Your assignment. Pictures are to be dropped, and only the lines from the one containing "of the diamond" through the end of the data below are to be reproduced as written.
--------
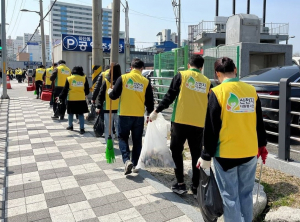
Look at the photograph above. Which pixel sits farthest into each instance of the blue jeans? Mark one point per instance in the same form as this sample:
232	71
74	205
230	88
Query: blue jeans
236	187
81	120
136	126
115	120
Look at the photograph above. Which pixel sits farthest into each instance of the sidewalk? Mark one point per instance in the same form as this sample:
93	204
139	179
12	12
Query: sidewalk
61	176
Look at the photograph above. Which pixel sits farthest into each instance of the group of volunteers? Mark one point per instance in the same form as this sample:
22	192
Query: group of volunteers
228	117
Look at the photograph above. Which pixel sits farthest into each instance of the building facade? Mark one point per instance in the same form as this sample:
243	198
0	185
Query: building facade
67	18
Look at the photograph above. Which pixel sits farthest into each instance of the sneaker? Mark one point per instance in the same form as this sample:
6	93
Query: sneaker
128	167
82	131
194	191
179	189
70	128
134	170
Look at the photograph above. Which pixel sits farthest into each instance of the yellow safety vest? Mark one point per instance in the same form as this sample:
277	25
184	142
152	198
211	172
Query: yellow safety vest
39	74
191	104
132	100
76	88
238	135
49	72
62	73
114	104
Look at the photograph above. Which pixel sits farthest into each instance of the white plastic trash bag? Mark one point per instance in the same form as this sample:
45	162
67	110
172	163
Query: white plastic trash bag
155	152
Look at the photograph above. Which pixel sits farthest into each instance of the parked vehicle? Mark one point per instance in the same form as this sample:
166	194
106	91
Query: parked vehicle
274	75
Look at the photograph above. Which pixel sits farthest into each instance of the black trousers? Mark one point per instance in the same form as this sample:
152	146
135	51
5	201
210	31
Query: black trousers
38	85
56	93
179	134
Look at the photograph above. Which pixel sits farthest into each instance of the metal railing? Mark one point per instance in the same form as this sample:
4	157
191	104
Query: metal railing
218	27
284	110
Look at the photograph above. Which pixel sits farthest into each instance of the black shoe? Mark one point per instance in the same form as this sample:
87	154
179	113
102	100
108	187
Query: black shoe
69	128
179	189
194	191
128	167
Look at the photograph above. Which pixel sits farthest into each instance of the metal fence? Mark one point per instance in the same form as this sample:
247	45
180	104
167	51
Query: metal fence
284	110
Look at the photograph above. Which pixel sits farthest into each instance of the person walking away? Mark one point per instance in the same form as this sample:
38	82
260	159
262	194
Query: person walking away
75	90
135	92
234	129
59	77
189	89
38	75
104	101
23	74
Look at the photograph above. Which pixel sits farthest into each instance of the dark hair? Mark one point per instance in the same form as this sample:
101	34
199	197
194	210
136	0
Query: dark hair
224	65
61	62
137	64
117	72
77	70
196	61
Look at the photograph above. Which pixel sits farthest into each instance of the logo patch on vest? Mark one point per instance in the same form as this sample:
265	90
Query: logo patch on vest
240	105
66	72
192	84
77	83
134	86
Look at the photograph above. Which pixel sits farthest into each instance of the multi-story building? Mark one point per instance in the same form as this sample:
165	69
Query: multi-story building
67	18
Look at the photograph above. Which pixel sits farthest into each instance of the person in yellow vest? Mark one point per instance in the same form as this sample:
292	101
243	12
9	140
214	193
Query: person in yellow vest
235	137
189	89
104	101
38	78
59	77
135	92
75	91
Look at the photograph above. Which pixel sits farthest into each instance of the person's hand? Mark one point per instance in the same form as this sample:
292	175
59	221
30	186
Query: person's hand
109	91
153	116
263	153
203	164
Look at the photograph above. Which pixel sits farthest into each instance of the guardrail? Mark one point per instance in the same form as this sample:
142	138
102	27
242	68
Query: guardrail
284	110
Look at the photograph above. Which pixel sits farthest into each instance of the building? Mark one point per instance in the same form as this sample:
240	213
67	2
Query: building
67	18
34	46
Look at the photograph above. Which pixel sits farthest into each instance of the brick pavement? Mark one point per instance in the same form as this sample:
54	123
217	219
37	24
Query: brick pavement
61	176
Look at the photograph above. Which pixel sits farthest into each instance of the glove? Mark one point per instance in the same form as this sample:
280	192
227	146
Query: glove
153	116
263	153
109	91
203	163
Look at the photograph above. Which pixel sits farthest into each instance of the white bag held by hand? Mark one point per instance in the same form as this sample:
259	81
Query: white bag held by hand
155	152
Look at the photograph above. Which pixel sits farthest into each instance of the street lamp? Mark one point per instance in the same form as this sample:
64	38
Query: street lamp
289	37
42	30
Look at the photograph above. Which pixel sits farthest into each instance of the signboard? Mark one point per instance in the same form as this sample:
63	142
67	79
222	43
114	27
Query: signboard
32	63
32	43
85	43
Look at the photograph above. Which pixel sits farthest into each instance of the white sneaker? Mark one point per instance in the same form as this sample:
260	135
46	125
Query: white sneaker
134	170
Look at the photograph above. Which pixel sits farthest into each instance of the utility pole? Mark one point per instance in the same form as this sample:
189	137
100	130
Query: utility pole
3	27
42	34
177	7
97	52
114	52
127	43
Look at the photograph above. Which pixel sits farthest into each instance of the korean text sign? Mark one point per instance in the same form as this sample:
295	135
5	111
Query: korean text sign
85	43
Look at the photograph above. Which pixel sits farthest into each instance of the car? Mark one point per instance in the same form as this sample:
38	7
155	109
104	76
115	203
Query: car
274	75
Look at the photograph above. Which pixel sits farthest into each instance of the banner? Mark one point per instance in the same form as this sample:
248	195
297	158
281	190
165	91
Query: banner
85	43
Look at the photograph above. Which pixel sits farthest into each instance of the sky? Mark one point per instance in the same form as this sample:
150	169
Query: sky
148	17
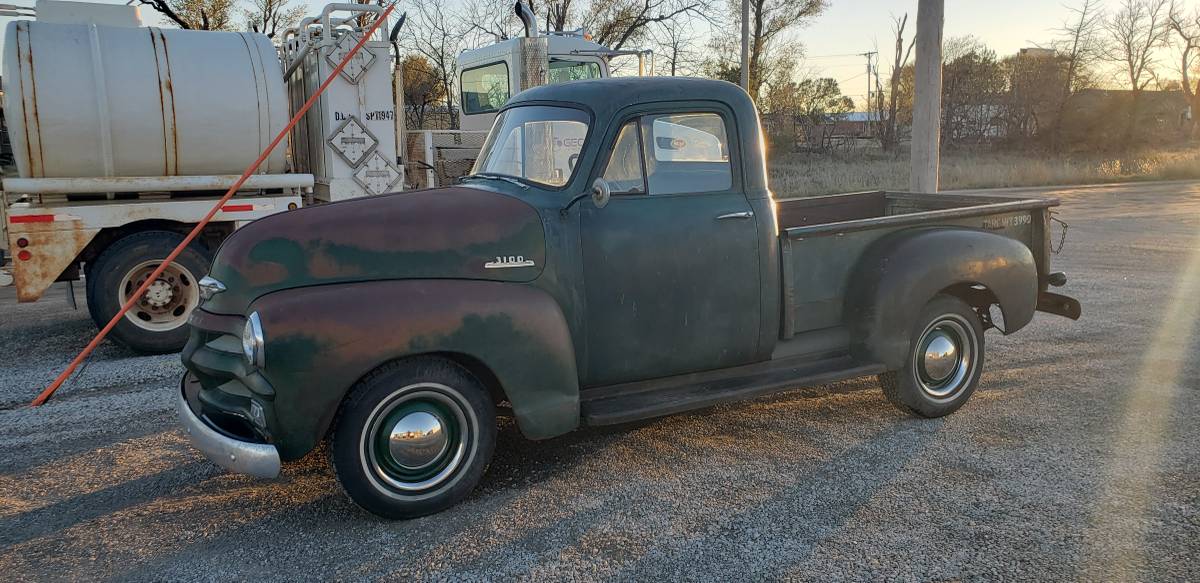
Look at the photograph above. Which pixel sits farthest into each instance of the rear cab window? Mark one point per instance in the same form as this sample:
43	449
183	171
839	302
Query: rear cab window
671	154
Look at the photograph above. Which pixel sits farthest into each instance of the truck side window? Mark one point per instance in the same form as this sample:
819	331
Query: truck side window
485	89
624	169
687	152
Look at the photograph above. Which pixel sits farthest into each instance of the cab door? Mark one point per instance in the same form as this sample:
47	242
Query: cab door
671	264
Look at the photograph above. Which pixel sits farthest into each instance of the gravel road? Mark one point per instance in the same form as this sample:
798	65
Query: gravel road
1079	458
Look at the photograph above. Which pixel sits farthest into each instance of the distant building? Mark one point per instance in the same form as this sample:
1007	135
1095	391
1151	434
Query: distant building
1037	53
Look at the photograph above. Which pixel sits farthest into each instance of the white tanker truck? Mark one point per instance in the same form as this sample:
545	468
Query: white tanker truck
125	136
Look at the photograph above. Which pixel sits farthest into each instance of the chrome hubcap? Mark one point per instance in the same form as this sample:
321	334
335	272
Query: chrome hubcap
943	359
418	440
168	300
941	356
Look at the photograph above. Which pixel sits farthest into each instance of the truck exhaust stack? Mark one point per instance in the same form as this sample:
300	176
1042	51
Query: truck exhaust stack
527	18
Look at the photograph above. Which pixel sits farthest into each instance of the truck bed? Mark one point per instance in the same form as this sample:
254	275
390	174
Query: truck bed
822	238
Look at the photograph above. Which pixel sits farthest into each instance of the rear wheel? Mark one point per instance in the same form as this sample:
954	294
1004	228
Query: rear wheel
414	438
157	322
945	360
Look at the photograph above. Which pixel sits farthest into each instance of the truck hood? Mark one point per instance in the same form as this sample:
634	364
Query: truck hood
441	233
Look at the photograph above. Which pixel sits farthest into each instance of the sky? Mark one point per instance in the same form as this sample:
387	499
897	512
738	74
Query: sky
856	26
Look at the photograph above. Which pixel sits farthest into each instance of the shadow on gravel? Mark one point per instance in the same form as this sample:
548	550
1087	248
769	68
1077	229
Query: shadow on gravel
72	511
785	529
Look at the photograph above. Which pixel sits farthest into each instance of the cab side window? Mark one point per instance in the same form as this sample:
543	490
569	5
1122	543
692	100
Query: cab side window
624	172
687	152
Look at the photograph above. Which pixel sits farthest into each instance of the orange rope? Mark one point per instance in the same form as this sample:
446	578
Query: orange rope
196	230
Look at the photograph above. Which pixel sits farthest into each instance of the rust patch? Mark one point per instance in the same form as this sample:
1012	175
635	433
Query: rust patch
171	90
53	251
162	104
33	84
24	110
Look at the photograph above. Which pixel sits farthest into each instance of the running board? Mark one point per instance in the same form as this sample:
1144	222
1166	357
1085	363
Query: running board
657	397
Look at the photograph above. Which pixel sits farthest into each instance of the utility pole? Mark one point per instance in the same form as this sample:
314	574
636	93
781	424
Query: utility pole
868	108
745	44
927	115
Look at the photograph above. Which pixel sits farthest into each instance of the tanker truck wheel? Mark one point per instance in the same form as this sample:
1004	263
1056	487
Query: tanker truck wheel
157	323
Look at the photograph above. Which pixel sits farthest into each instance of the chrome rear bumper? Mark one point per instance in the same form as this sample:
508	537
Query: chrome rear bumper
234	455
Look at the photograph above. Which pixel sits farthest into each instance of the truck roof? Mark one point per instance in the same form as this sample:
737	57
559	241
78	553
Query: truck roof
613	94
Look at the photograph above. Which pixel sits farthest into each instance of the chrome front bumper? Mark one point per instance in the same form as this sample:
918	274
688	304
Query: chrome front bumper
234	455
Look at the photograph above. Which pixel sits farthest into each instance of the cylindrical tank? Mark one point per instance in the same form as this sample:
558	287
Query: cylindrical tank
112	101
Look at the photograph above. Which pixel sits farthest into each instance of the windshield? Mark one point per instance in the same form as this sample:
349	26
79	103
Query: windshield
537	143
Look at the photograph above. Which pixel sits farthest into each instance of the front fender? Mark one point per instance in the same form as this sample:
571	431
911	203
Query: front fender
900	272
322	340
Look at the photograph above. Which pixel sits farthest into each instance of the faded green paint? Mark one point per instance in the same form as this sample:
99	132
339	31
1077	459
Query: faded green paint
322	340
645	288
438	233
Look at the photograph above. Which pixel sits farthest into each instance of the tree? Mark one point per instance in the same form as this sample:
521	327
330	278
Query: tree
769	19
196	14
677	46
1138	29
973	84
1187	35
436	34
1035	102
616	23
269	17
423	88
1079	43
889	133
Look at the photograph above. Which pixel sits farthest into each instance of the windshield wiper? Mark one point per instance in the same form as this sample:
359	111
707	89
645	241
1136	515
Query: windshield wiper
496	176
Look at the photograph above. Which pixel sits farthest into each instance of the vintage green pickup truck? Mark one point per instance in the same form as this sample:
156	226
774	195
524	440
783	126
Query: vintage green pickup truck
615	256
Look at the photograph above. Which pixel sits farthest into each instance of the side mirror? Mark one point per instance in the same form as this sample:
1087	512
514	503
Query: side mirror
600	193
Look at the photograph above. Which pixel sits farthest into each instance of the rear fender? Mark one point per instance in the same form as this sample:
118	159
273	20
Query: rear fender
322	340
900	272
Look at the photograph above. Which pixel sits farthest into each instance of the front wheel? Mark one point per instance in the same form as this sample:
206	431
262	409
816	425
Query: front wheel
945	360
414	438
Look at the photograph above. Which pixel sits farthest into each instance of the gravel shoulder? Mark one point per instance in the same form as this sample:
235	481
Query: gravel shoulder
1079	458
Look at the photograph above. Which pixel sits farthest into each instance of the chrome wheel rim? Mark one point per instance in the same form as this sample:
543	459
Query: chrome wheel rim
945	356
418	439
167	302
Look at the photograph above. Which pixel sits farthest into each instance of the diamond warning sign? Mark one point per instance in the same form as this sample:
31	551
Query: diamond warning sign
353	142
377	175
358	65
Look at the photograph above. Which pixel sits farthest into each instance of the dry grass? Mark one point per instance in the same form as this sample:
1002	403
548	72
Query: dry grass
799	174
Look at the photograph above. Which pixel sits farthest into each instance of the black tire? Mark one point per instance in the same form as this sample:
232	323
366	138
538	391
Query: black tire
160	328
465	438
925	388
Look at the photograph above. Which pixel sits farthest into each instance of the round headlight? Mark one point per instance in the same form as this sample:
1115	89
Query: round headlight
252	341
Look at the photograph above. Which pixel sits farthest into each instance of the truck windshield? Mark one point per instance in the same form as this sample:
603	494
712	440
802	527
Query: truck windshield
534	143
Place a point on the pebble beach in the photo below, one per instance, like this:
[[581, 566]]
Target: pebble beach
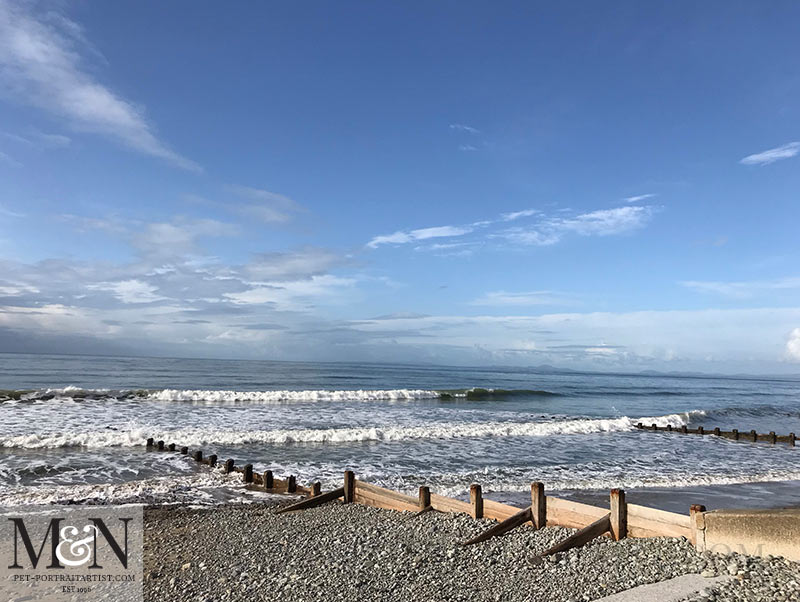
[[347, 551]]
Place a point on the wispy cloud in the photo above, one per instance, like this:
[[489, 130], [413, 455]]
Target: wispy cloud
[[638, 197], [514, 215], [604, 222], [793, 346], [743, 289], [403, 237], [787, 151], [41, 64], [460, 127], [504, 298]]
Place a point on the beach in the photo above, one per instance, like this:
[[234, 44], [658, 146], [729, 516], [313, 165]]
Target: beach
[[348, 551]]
--------
Reply to the exercise.
Look at the photograph above. Which pixel sits farthest into each instance of the diamond warning sign? Mark one point per instance in the same form as this sample:
31	551
Query: diamond warning sign
353	142
377	175
358	65
Look at the photograph above. Which pixel sits farthest into each instance of the dry grass? Mark one point per instance in the same form as this sample:
1002	403
548	72
Query: dry grass
799	174
Look at the photograph above. Which pixel sits farthest into each instance of the black tire? Mark one point per instance in the same form as this sample:
232	323
366	138
538	391
Query: black tire
160	328
465	438
925	388
Look at the photograph above. Which pixel sits farthest into each instance of the round headlight? Mark one point per instance in the same form as this sample:
1115	89
Query: round headlight
252	341
Look at the photograph above. Which pixel sits farthest into each instance of the truck windshield? Mark one point per instance in the same form as this sample:
603	494
712	440
802	527
Query: truck windshield
534	143
Place a point on the pebble beach in the photo below, one per instance, like this:
[[581, 566]]
Target: pebble beach
[[347, 551]]
Place a point on the wispy cloud in the photo above, one per instance, like this:
[[489, 130], [413, 455]]
Target: wispy cloud
[[638, 197], [514, 215], [604, 222], [793, 346], [743, 289], [403, 237], [787, 151], [41, 64], [460, 127], [504, 298]]
Place a point on the beach in the photo above, one per instance, like this:
[[234, 44], [658, 146], [729, 516], [313, 165]]
Target: beach
[[348, 551]]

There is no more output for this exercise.